THE REQUEST >> Pull out every line in the records below that contains the word "lighthouse", matching its case exactly.

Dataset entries
● ● ● ●
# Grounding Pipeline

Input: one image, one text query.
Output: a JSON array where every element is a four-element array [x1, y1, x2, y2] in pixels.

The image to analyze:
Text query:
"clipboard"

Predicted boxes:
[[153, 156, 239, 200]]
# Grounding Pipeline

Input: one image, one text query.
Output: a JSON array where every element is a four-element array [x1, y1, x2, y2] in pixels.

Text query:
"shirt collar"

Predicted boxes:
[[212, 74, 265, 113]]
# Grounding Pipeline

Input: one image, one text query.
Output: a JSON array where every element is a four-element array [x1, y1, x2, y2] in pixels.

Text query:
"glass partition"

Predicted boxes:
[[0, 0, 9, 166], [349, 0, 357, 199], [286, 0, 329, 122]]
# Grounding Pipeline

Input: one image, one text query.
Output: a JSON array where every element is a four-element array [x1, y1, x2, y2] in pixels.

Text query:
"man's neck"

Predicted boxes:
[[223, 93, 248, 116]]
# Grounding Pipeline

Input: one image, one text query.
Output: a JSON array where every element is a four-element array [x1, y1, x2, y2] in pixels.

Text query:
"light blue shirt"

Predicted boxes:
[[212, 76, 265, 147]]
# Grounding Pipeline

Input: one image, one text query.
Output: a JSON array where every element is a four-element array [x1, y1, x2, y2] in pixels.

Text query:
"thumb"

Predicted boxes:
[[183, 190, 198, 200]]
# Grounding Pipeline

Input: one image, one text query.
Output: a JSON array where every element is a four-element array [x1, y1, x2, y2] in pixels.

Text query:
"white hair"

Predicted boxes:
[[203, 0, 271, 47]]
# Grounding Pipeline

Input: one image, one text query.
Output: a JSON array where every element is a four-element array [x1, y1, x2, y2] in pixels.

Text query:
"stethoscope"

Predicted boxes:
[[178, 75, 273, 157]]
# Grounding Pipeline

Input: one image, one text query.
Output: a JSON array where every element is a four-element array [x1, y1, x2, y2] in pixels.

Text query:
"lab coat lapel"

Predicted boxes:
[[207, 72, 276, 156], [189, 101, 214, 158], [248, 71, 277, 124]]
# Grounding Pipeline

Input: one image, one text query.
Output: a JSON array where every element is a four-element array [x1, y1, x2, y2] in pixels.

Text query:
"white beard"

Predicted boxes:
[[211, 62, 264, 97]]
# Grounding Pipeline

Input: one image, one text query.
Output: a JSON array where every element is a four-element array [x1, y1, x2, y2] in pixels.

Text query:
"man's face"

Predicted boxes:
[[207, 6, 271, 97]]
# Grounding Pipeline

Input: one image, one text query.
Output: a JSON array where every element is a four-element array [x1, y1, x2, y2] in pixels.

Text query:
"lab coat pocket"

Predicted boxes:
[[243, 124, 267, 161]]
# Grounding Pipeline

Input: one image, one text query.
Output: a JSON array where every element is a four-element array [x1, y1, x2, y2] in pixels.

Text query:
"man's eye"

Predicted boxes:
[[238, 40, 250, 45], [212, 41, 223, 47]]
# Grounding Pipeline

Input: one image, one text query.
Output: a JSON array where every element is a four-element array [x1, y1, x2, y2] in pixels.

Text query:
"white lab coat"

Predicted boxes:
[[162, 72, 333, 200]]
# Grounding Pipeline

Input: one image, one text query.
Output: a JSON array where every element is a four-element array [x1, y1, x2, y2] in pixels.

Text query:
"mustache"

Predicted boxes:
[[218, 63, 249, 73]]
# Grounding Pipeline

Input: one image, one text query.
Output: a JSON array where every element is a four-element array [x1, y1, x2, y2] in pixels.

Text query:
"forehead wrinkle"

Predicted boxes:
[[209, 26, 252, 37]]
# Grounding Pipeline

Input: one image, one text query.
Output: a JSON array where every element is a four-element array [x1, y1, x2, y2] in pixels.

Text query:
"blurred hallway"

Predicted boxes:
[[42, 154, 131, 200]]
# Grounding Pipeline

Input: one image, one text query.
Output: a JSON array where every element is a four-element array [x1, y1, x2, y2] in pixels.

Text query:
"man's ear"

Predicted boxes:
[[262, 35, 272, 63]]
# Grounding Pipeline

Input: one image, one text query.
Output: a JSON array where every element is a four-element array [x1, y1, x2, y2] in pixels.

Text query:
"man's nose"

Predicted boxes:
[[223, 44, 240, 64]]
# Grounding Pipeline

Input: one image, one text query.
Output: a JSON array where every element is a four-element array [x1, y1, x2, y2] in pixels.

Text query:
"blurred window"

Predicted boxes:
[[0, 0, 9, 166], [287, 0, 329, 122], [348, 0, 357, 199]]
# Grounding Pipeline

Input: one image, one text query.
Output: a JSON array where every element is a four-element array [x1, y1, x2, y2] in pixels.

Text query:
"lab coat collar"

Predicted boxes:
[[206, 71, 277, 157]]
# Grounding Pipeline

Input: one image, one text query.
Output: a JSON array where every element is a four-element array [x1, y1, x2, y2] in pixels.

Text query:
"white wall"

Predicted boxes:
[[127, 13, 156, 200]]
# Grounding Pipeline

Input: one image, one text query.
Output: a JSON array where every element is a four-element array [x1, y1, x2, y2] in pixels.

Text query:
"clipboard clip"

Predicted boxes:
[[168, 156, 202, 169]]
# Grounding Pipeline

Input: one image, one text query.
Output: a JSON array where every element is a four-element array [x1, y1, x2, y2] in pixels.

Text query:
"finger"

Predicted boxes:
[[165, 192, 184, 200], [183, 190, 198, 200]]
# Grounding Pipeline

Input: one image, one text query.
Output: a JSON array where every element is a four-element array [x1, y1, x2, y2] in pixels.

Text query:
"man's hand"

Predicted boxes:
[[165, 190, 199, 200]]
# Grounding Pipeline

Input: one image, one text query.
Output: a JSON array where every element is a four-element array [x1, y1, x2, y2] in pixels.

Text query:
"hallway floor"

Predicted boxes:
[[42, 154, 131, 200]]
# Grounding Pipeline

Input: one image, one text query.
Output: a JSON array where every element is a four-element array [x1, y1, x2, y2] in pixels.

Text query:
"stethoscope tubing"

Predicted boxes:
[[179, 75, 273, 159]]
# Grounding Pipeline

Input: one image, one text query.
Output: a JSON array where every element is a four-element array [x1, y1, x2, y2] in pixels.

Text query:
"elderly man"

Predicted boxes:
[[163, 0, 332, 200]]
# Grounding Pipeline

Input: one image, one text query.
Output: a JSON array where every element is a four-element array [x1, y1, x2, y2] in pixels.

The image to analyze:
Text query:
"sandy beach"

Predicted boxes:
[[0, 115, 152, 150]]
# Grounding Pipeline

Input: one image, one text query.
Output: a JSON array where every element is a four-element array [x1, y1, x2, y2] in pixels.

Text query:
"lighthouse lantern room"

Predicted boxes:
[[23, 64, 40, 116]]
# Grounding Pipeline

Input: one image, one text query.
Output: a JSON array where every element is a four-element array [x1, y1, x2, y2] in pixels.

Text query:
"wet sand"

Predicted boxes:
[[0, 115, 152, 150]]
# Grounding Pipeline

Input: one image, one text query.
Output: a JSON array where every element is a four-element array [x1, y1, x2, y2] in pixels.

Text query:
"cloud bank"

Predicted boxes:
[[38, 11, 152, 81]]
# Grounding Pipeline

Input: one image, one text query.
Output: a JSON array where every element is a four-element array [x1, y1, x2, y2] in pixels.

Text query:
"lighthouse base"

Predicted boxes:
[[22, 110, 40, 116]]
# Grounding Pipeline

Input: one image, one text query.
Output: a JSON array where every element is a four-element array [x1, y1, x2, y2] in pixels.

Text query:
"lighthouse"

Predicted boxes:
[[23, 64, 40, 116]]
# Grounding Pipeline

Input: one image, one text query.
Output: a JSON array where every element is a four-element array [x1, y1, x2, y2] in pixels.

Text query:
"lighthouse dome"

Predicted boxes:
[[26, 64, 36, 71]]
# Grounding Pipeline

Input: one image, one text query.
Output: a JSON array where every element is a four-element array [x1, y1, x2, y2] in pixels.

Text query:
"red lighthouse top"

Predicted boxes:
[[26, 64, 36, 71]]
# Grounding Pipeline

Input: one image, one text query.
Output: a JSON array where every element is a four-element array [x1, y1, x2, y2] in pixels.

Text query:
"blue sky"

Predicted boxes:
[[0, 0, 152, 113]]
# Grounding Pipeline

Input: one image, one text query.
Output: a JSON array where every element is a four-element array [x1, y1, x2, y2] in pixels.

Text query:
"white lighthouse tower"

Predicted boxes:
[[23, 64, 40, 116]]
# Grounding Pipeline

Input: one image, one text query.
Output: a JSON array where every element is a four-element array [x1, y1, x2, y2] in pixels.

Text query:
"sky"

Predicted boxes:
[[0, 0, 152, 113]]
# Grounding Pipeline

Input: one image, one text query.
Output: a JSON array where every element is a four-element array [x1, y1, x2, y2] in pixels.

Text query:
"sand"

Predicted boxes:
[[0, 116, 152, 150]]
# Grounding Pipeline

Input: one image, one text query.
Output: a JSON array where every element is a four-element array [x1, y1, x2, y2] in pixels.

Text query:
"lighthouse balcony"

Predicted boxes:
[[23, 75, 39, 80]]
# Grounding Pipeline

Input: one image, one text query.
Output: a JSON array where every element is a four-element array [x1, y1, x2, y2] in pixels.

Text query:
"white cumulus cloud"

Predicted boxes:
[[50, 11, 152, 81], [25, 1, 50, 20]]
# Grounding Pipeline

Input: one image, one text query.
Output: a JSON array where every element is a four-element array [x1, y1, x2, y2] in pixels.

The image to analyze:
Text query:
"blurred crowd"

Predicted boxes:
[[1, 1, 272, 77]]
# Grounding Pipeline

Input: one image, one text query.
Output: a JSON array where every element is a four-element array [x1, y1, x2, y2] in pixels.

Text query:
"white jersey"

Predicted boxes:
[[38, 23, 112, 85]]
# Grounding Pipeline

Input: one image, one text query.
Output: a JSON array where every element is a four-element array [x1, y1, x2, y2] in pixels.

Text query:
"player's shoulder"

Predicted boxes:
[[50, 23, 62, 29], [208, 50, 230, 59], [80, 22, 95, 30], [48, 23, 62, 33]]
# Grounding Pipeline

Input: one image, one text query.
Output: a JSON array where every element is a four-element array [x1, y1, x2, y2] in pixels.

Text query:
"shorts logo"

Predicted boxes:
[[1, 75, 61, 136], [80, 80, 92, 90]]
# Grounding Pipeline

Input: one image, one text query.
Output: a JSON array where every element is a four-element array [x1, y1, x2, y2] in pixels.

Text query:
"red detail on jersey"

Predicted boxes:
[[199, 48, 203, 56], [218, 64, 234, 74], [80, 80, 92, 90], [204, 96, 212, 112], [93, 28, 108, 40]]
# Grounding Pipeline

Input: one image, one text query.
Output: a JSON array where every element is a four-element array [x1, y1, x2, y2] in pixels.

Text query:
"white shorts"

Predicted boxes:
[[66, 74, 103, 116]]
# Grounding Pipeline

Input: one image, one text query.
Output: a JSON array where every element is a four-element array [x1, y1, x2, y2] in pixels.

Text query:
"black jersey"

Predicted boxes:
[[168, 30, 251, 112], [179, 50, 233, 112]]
● ● ● ●
FINISHED TASK >>
"lighthouse lantern room"
"lighthouse base"
"lighthouse"
"lighthouse dome"
"red lighthouse top"
"white lighthouse tower"
"lighthouse balcony"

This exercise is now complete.